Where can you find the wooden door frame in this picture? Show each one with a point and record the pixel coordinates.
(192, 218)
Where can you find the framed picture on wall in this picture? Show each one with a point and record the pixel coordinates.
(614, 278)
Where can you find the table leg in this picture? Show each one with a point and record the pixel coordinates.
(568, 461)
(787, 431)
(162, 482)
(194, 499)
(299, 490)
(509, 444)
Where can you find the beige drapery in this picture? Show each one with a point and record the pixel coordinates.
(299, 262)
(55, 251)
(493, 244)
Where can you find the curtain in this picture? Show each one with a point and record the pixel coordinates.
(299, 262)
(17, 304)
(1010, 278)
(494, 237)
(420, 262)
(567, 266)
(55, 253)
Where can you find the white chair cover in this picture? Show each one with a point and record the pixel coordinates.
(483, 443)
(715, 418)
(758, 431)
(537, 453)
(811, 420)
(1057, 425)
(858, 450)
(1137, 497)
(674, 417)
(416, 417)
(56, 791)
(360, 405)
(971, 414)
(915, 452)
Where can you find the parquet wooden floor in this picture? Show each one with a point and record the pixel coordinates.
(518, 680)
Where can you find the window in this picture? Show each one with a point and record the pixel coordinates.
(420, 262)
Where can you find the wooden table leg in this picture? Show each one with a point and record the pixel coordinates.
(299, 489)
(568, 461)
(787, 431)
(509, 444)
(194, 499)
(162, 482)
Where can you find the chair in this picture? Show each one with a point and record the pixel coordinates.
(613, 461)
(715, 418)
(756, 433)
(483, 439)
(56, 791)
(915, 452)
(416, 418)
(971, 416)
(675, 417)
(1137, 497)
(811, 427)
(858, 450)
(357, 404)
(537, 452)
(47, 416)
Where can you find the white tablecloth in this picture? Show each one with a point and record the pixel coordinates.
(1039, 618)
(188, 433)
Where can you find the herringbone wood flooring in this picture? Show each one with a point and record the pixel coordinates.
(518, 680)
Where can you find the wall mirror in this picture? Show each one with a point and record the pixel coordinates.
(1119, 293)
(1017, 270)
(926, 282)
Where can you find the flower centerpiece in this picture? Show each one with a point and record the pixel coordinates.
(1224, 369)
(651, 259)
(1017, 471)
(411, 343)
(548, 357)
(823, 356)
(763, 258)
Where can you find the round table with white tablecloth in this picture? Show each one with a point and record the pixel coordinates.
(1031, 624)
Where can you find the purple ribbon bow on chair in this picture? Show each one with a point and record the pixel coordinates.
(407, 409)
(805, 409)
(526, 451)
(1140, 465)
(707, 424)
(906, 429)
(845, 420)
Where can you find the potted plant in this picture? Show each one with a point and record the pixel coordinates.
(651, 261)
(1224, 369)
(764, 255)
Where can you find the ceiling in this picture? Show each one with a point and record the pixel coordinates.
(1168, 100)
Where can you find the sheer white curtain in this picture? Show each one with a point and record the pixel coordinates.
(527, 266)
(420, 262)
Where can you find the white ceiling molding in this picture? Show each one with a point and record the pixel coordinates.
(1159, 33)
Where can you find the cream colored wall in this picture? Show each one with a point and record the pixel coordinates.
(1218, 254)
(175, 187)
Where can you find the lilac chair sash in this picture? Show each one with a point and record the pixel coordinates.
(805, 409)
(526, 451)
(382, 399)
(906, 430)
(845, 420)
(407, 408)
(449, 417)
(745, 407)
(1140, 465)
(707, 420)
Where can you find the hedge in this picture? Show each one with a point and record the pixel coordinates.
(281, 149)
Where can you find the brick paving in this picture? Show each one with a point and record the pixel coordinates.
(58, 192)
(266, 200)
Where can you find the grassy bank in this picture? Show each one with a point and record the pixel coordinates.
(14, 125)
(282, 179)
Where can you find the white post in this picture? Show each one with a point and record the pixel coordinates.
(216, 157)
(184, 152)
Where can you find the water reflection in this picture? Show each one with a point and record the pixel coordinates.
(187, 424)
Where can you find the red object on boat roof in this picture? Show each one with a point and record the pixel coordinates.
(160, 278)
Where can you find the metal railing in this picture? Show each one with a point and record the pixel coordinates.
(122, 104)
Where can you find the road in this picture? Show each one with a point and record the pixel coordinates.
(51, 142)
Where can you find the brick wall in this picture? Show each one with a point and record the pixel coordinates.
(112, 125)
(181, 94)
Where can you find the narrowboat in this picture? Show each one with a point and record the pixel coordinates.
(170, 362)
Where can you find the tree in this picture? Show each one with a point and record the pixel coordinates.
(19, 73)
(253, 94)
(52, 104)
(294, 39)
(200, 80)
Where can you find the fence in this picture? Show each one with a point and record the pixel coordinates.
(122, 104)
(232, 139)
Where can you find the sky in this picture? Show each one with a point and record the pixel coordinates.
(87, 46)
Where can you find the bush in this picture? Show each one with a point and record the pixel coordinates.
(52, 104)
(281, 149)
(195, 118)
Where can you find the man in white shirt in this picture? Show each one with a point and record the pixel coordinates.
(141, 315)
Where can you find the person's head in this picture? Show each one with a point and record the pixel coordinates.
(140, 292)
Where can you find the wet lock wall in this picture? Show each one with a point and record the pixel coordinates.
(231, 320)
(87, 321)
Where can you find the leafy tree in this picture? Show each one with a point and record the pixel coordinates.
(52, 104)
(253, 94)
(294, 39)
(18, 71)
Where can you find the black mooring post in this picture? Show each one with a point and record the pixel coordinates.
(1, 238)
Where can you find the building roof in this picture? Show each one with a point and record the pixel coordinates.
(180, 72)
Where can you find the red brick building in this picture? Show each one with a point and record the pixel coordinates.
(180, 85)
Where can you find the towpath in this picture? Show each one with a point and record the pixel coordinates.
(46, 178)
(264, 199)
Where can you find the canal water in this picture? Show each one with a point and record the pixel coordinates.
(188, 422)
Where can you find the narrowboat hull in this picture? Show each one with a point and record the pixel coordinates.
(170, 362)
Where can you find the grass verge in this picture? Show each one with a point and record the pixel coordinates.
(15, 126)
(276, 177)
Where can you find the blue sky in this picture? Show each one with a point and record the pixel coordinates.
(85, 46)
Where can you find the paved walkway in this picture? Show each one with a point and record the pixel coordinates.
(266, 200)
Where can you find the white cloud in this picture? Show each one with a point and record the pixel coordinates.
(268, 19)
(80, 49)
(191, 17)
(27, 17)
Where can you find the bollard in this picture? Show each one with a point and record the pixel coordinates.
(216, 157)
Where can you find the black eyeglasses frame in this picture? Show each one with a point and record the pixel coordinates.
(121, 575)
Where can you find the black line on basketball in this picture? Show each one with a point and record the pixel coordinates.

EXERCISE: Repeat the entries exactly, all of them.

RESULT:
Where can you find the wooden door frame in this picture? Show each one with a point and record the pixel coordinates.
(192, 218)
Where can you find the framed picture on wall in this picture? Show each one with a point and record the pixel coordinates.
(614, 278)
Where can you find the table leg in this picture? Show each one with a point and record the pixel coordinates.
(568, 461)
(787, 431)
(162, 482)
(194, 499)
(299, 490)
(509, 444)
Where can you find the beige drapery in this picture? Show each one with a point and record the pixel coordinates.
(299, 262)
(55, 251)
(493, 244)
Where can you find the curtain in this picture? Show each one with a point and record the pixel coordinates.
(299, 262)
(17, 304)
(1010, 278)
(494, 237)
(420, 262)
(567, 266)
(55, 253)
Where can you find the white chair cover in this picture? Show each one with a point and record the pixel coordinates.
(483, 443)
(715, 418)
(758, 431)
(537, 453)
(811, 420)
(1057, 425)
(858, 450)
(1137, 497)
(674, 417)
(416, 417)
(56, 791)
(360, 405)
(971, 414)
(915, 452)
Where can you find the parquet wooden floor in this picture? Show each one with a point and record the pixel coordinates.
(518, 680)
Where can you find the window in this picture? Show each one with a point and record the pixel coordinates.
(420, 262)
Where can you find the wooden table leg in this picture? Show each one with a point and record the pixel coordinates.
(299, 489)
(568, 461)
(787, 431)
(509, 444)
(194, 499)
(162, 482)
Where can you find the chair in this picture? Show each one with a point and record the pixel coordinates.
(613, 461)
(715, 418)
(756, 433)
(483, 439)
(56, 791)
(915, 452)
(416, 418)
(971, 416)
(675, 417)
(1137, 497)
(811, 427)
(858, 450)
(357, 404)
(537, 452)
(47, 416)
Where can you find the white tablecloth in this picture? Show each one with a point and record the pixel coordinates.
(1039, 618)
(188, 433)
Where can you find the herringbone wood flooring in this picture? Show each one with a point and record the pixel coordinates.
(518, 680)
Where can you find the wall mirror in this picture? Show each one with a point and record the pixel coordinates.
(1119, 293)
(1017, 270)
(926, 282)
Where can you find the flower centerpiece in this picture? Show each one with a point and record the pixel coordinates.
(1224, 369)
(651, 259)
(1017, 471)
(411, 343)
(548, 357)
(823, 356)
(763, 258)
Where can you find the round table with white tablecloth in this picture? Show each one with a point and record the pixel coordinates.
(1031, 624)
Where can you find the purple ribbon bow on chair in this picture? Show each one with a point and record the pixel coordinates.
(407, 409)
(805, 409)
(526, 451)
(1140, 465)
(707, 424)
(906, 429)
(845, 420)
Where can you find the potted plant in this picture? Show each one with a point and record the pixel coordinates.
(651, 261)
(1224, 369)
(764, 255)
Where can you find the ceiling in this picture? Show each one with a point and record the pixel coordinates.
(1168, 100)
Where can you find the sheer white curtain in this picture? Show each one with a point and record the pixel coordinates.
(527, 266)
(420, 262)
Where can you find the white ceiling molding in this picture? Show each one with a point and record the pixel coordinates.
(1159, 33)
Where can you find the cream colored wall in this picture? Show each one with a point and record the pixel coordinates.
(1218, 254)
(175, 187)
Where can you find the lilac chair sash in this picture? Show each one with a point and record the pixel coordinates.
(805, 409)
(526, 451)
(382, 399)
(906, 430)
(845, 420)
(407, 408)
(449, 417)
(745, 407)
(1140, 465)
(707, 420)
Where can you find the hedge in this picture? Show each one with a point and record the pixel coordinates.
(281, 149)
Where can you find the brick paving in this picture? Show each one with a point and record the pixel coordinates.
(58, 192)
(266, 200)
Where can you find the grassy bank in this picture? Show each one with a point and record the pixel coordinates.
(14, 125)
(282, 179)
Where can you find the white post in this picture? Show each one with a point and record the pixel coordinates.
(216, 157)
(184, 152)
Where can you find the water reflection in this picture? Show each one with a point and record the pixel coordinates.
(187, 424)
Where can you find the red object on boat roof in this picture? Show each one with a point and record the pixel coordinates.
(160, 278)
Where can you find the metal railing in this picture? Show each one with a point and record the pixel coordinates.
(122, 104)
Where can you find the road in this picture? Show each one with a point and record the pixel coordinates.
(51, 142)
Where can you find the brick wall in this picture? Show each one with a point and record the pixel coordinates.
(112, 125)
(181, 94)
Where can you find the narrowboat in this picture? Show each one with a point and record the pixel coordinates.
(170, 362)
Where can you find the tree in this picture? Show each one with a point and record the pixel coordinates.
(19, 73)
(253, 94)
(52, 104)
(294, 39)
(200, 80)
Where can you find the fence in this picture? Show each one with a point and record the pixel coordinates.
(122, 104)
(232, 139)
Where can you find the sky in this picture? Show each one with a point and record the pixel coordinates.
(87, 46)
Where can you find the bush in this picture? Show each one with a point and record the pixel coordinates.
(52, 104)
(281, 149)
(195, 118)
Where can you find the man in white shirt in this picture? Show each one with a point and record the pixel coordinates.
(141, 315)
Where can you find the person's head in this picture? Show each one with a point and record the pixel coordinates.
(140, 292)
Where can you find the wet lock wall in this picture? Show each one with a point and record the pixel coordinates.
(231, 320)
(87, 321)
Where can you find the leafy tree in this picture? Show each one with a point and record the pixel coordinates.
(52, 104)
(253, 94)
(294, 39)
(18, 71)
Where can you find the black mooring post in this picture? Show each one with a point and record the pixel coordinates.
(1, 238)
Where can you find the building roof in this picture? Show each one with a point and record the pixel coordinates.
(180, 72)
Where can you find the red brick building in this picture? Show each one with a point and record the pixel coordinates.
(180, 85)
Where can you find the towpath in this picture? Show each one with a point and record the pixel coordinates.
(46, 178)
(264, 199)
Where can you find the canal water in this picture? Show each one with a point and record the pixel coordinates.
(188, 422)
Where can you find the narrowboat hull in this picture? Show each one with a point and record the pixel coordinates.
(170, 362)
Where can you find the grass verge in this picture? Show each one with a point and record the pixel coordinates.
(15, 126)
(276, 177)
Where can you find the blue sky in this picture? Show each one with a point and record the pixel coordinates.
(85, 46)
Where can you find the paved walkway in this picture? Show each one with a point and record the pixel coordinates.
(266, 200)
Where can you find the white cloud in this picture? Show each one with a point and record the pixel coordinates.
(268, 19)
(80, 49)
(191, 17)
(27, 17)
Where can you find the bollard in this picture? Show each one with a point and record the pixel coordinates.
(216, 157)
Where can you find the black eyeglasses frame in this picture? Show each one with a point and record the pixel coordinates.
(121, 575)
Where can you find the black line on basketball in this picture? Show each one with a point and record the pixel coordinates.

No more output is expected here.